## [WHAT IS EXPECTED]
Render the material below as a numbered list, starting at the line containing "the cloudy sky." and ending at the line containing "column 79, row 7", with blank lines omitted. Include only those lines.

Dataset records
****************************************

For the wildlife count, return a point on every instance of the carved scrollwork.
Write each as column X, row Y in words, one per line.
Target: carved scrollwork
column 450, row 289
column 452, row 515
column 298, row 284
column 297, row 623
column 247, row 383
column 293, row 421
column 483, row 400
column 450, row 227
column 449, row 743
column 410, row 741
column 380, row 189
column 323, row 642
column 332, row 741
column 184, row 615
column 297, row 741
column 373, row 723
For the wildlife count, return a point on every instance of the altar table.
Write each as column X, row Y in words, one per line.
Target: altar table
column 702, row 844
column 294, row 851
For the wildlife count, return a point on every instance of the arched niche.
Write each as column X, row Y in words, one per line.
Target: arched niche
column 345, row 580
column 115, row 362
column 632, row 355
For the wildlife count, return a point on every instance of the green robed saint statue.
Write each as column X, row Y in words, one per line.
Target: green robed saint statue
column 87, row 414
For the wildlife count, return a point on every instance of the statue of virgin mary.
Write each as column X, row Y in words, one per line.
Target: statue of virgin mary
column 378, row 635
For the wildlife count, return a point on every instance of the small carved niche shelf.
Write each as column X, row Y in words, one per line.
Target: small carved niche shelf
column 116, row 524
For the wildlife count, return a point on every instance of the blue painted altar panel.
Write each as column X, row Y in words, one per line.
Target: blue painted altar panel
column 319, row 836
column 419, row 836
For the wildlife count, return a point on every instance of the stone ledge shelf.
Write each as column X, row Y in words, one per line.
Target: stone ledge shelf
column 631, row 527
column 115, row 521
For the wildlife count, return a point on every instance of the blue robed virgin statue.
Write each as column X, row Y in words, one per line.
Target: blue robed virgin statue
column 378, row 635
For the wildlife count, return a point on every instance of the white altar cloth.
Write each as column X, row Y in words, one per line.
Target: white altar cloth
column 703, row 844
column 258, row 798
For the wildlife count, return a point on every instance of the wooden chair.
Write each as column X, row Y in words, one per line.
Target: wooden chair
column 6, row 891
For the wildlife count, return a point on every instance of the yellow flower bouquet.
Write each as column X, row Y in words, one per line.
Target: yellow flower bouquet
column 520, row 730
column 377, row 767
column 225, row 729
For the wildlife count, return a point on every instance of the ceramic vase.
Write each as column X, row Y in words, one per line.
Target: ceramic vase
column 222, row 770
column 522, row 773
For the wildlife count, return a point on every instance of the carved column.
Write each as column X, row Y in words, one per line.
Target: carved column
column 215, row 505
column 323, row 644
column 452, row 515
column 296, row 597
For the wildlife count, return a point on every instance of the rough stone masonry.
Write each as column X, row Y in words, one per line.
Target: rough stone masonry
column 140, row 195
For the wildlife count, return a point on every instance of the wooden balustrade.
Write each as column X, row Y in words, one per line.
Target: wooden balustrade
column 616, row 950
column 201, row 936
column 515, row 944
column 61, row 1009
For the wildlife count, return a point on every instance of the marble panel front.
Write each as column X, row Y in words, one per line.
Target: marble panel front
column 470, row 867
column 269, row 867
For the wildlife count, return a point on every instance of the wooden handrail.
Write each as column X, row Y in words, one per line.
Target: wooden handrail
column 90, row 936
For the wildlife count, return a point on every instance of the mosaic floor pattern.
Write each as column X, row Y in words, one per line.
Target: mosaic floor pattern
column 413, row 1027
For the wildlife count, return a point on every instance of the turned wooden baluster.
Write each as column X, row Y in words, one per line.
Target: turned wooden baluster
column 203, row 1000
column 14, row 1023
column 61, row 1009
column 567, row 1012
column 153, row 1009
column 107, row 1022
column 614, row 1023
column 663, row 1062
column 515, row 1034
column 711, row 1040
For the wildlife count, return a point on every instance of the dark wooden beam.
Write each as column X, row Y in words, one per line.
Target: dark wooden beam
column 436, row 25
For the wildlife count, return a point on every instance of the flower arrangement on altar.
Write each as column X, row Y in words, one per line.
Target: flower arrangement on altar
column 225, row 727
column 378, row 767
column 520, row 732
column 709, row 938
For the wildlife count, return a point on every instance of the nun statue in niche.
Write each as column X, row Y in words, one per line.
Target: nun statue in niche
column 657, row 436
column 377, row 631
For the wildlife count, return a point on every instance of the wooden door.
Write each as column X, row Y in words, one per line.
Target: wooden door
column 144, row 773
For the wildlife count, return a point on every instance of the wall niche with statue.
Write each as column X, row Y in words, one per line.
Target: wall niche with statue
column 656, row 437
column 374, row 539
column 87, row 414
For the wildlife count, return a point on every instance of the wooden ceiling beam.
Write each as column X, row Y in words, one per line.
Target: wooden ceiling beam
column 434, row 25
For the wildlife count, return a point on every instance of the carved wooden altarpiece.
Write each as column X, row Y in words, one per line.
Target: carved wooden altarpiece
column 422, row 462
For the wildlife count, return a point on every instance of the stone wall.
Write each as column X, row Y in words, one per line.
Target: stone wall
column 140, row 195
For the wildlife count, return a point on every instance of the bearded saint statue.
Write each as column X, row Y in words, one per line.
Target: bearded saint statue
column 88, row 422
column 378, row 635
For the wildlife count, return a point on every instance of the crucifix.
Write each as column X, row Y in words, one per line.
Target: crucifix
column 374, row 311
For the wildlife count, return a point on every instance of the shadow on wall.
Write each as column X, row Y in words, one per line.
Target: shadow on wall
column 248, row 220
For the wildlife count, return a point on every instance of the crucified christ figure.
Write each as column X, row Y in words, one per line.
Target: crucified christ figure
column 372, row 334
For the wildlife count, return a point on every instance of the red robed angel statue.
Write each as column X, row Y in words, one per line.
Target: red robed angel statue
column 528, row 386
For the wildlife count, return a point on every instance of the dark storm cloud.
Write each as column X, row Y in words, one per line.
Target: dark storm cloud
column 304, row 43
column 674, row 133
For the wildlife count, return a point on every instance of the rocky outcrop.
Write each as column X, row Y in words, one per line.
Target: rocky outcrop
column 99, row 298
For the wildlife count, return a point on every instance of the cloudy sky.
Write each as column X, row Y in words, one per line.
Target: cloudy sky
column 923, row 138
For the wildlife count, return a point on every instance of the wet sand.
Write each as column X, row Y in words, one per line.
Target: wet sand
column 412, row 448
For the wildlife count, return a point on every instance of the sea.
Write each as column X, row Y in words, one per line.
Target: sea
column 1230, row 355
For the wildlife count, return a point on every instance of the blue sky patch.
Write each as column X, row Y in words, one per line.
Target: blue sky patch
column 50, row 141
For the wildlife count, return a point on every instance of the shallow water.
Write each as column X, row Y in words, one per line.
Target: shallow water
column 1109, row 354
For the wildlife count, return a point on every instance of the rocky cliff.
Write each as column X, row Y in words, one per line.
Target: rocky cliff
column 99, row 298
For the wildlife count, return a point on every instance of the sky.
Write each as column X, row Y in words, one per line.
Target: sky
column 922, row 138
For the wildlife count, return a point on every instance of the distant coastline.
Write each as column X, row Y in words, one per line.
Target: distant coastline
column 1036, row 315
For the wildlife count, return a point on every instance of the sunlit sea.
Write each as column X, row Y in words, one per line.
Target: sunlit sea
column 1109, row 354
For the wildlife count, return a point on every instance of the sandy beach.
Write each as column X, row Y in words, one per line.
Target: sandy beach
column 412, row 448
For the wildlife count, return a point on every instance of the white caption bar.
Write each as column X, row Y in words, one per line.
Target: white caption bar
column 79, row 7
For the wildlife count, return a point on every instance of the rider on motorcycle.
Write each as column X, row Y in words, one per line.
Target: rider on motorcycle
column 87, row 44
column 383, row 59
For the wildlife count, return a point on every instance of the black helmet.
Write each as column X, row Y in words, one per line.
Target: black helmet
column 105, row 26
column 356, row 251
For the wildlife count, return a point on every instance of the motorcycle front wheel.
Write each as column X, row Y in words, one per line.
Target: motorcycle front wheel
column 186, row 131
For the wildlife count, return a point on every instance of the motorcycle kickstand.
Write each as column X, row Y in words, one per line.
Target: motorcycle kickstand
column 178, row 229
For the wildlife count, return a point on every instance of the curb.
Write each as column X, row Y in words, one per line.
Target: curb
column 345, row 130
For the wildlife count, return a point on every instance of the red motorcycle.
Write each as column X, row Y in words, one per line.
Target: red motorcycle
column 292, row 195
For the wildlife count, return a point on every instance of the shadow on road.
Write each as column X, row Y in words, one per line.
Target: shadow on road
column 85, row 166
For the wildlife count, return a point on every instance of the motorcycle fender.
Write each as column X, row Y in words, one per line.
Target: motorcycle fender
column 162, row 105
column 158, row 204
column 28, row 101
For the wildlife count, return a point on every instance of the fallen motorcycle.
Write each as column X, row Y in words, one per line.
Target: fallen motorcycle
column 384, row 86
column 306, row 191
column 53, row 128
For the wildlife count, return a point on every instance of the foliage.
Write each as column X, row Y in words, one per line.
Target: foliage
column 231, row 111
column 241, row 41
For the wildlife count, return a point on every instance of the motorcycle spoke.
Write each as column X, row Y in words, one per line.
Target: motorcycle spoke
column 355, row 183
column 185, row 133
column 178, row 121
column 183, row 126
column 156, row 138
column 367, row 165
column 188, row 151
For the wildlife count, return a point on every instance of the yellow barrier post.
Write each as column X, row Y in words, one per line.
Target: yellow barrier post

****************************************

## [TASK SOLUTION]
1. For the wildlife count, return a point on every instance of the cloudy sky.
2. Write each as column X, row Y in words, one per line.
3. Target: cloudy sky
4. column 923, row 138
5. For the wildlife count, return a point on every instance of the wet sand.
6. Write each as column X, row Y in words, one per line.
7. Target: wet sand
8. column 412, row 448
9. For the wildlife count, return a point on every instance of the sea.
10. Write each as column X, row Y in words, one per line.
11. Target: sea
12. column 1230, row 355
13. For the wildlife count, return a point on every instance of the blue sky patch.
14. Write each as column X, row Y in words, one per line.
15. Target: blue sky patch
16. column 50, row 141
17. For the wildlife count, return a point on every instance of the shallow water.
18. Write each as column X, row Y in words, one per line.
19. Target: shallow water
20. column 1109, row 354
21. For the wildlife count, return a point on every instance of the rocky cliff.
22. Write each as column X, row Y in words, one per line.
23. Target: rocky cliff
24. column 99, row 298
25. For the wildlife count, return a point on every instance of the sky.
26. Write each as column X, row Y in words, one per line.
27. Target: sky
28. column 922, row 138
29. For the wildlife count, return a point on every instance of the distant coastline.
30. Write each as column X, row Y in words, one per line.
31. Target: distant coastline
32. column 1036, row 315
33. For the wildlife count, return a point on every instance of the sunlit sea.
34. Write each as column X, row Y in words, one per line.
35. Target: sunlit sea
36. column 1109, row 354
37. For the wildlife count, return a point on every instance of the sandy beach.
38. Write each as column X, row Y in words, one per line.
39. Target: sandy beach
40. column 412, row 448
41. For the wildlife count, return a point on every instance of the white caption bar.
42. Write each as column X, row Y in words, one per line.
43. Target: white caption bar
44. column 79, row 7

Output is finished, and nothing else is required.